INSTRUCTION:
Render the material again word for word, skipping the pictures in it.

** START OF SOURCE RECORDS **

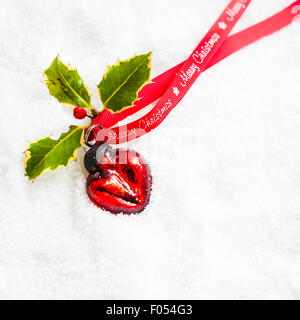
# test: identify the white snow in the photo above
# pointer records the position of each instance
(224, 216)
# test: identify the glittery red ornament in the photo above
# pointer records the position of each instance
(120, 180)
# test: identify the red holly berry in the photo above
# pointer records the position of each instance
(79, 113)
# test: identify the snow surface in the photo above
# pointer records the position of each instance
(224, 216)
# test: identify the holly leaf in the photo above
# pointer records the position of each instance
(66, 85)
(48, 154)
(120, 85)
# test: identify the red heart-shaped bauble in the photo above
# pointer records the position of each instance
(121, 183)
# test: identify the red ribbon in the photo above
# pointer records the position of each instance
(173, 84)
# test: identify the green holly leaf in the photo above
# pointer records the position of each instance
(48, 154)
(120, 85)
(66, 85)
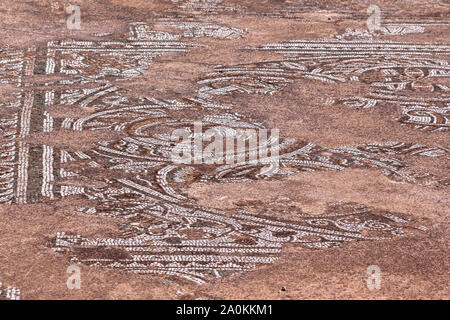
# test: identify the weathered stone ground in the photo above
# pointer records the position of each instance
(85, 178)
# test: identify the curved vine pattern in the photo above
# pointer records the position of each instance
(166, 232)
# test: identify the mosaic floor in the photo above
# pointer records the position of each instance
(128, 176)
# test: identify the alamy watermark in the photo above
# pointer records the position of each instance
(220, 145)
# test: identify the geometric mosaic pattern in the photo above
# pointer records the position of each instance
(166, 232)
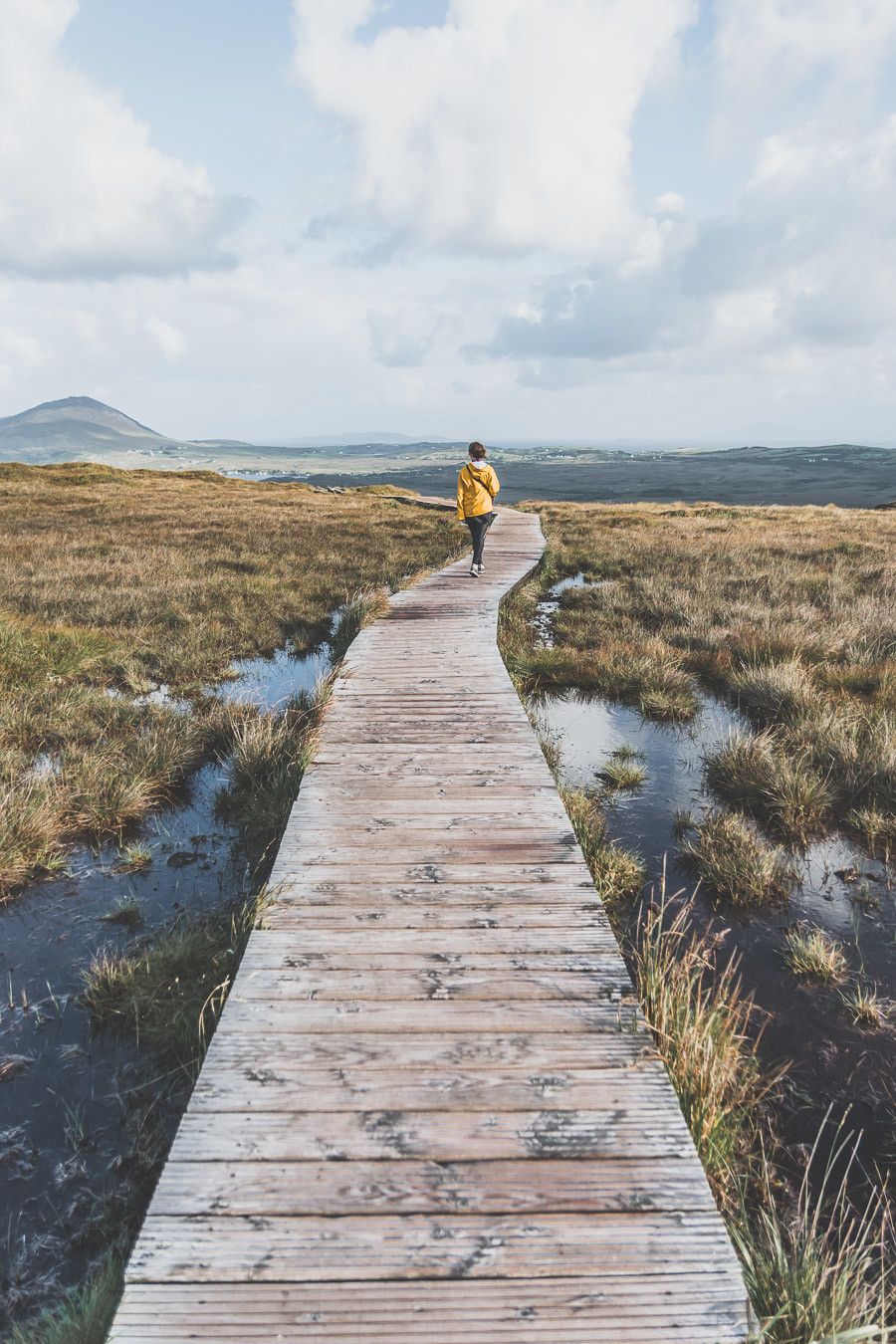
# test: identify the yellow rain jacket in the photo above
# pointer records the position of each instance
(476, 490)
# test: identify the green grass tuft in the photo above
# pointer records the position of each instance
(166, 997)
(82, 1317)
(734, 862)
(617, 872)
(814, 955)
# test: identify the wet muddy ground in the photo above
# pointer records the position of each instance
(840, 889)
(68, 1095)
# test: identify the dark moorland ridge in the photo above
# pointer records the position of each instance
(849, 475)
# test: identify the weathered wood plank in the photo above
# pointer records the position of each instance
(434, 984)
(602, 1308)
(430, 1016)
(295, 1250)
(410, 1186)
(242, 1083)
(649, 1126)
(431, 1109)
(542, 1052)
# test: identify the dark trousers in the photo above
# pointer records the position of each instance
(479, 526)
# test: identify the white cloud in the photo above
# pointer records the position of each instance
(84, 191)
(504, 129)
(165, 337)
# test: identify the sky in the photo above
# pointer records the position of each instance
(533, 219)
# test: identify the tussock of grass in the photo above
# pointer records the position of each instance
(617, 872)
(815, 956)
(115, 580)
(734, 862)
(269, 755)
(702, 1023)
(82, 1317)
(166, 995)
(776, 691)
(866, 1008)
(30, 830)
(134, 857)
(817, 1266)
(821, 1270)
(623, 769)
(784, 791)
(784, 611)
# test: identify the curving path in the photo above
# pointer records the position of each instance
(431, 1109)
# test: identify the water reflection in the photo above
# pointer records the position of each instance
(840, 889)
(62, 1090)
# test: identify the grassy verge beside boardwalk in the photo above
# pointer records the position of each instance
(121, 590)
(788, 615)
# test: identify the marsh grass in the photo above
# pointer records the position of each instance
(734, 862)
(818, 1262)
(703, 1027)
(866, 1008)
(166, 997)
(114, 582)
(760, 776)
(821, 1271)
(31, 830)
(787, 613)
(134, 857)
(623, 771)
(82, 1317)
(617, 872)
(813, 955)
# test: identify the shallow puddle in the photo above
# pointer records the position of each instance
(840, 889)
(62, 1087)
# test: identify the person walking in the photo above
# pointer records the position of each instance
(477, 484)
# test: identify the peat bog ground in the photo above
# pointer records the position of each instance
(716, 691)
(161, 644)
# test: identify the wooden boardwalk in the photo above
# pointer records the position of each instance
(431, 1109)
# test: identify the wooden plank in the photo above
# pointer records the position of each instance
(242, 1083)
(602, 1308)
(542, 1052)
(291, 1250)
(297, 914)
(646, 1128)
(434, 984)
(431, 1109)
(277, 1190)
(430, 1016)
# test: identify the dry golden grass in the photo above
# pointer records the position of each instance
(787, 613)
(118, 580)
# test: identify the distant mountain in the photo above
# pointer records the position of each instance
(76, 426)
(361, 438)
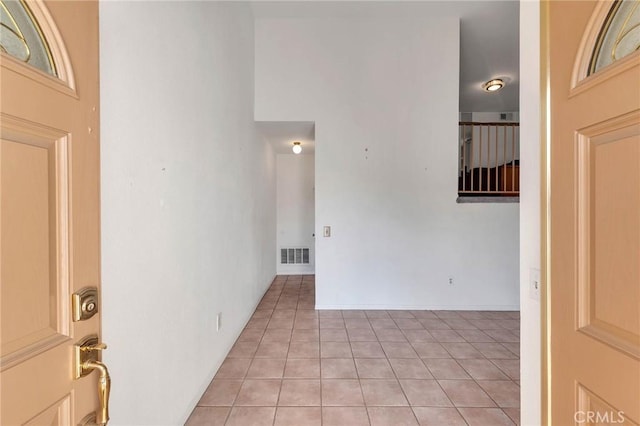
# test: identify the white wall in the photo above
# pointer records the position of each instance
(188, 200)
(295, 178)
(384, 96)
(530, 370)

** END OF SOURCE RECORDS **

CORRECT RESULT:
# test: identify the white snow in the photo above
# pointer records the position of each instance
(224, 216)
# test: identify the glittery red ornament in the photo above
# pointer records the position of each instance
(120, 180)
# test: identify the red holly berry in the photo above
# pointer records the position of each instance
(79, 113)
# test: identify the snow surface in the photo above
# pointer records the position of each instance
(224, 216)
# test: identify the holly leaf in the photo above
# pointer records the position of each instance
(66, 85)
(48, 154)
(120, 85)
# test: identify the red heart-shaped bauble in the photo above
# pointer records the position of each instance
(121, 183)
# test: identify the red ribbon in the photo above
# pointer records the position of each instance
(173, 84)
# test: identify the green holly leaf in the photo above
# pointer records the position of each instance
(48, 154)
(120, 85)
(66, 85)
# test: identify the weathered stone ground in the photo above
# pointer records the position of each instance
(85, 178)
# test: identify the curved vine pattern in the photo above
# pointer records the position of each instance
(166, 232)
# test: identify the mosaic floor in the photo above
# pointer records the position of each instance
(128, 176)
# test: identify the alamy watermark in the photo above
# pointer records the position of each instance
(220, 145)
# test: identify the geometric mosaic pattern in the photo above
# pointer records the position of each instance
(166, 232)
# test: identify the yellow rain jacket in the photo above
# pointer records the position of each instance
(476, 490)
# test: identify the green grass tuft in the photo above
# pointer records the position of each instance
(166, 997)
(82, 1317)
(734, 862)
(617, 872)
(814, 955)
# test: identify the wet muddy ground in the photo above
# pointer records the position of each instance
(840, 889)
(68, 1095)
# test: identify the dark moorland ridge in the photo above
# pointer records the position of each instance
(849, 475)
# test: identify the weathered wood plank in the photo above
# pointer records the position of each instance
(434, 984)
(602, 1308)
(430, 1016)
(295, 1250)
(410, 1186)
(242, 1083)
(649, 1126)
(431, 1109)
(542, 1052)
# test: identify the dark trousers in the photo above
# pointer records the position of each instance
(479, 526)
# test: identify the white cloud in the photo above
# pointer records the position of each instance
(84, 191)
(504, 129)
(165, 337)
# test: identify the sky in the photo above
# pointer records the position of each instance
(533, 219)
# test: identify the tussock of grass in the photo above
# pointer records the position of each instance
(617, 872)
(815, 956)
(115, 580)
(734, 862)
(269, 755)
(702, 1023)
(82, 1317)
(166, 995)
(776, 691)
(866, 1008)
(30, 830)
(134, 857)
(817, 1266)
(821, 1270)
(623, 769)
(784, 791)
(784, 611)
# test: identify the curving path in the photo above
# pointer records the position of each instance
(431, 1109)
# test: identify the water reflection in the photo above
# pointer records the position of each instance
(840, 889)
(62, 1090)
# test: identify the grassy verge beside boardwalk in the photo above
# pointer records the position of each instance
(121, 590)
(788, 615)
# test: identify the marsh grass in the photo above
# pointer records the position of each instance
(734, 862)
(818, 1262)
(703, 1027)
(866, 1008)
(166, 997)
(114, 582)
(760, 776)
(821, 1271)
(31, 830)
(787, 613)
(134, 857)
(623, 771)
(82, 1317)
(617, 872)
(813, 955)
# test: identify the shallow puddle in the photo above
# pointer records the position of each instance
(840, 889)
(62, 1087)
# test: identify the person walking in the photo above
# pointer records the position of each instance
(477, 484)
# test: identify the peat bog ground in the photo above
# pointer records the position of each instance
(716, 691)
(161, 644)
# test: identify the wooden boardwalk in the photo above
# pointer records the position of each instance
(431, 1109)
# test: identify the wooden plank in the photo above
# pointer records the position of each instance
(242, 1083)
(602, 1308)
(542, 1052)
(291, 1250)
(297, 914)
(646, 1128)
(434, 984)
(431, 1109)
(277, 1190)
(430, 1016)
# test: identify the dry golden grass in the photo above
# pointer records the position of each instance
(787, 613)
(118, 580)
# test: identify the distant mountain in the photo above
# pointer records the position of each instance
(76, 426)
(361, 438)
# test: identify the white wall in the photo above
# pointer records the position of each instance
(188, 200)
(295, 178)
(384, 96)
(530, 370)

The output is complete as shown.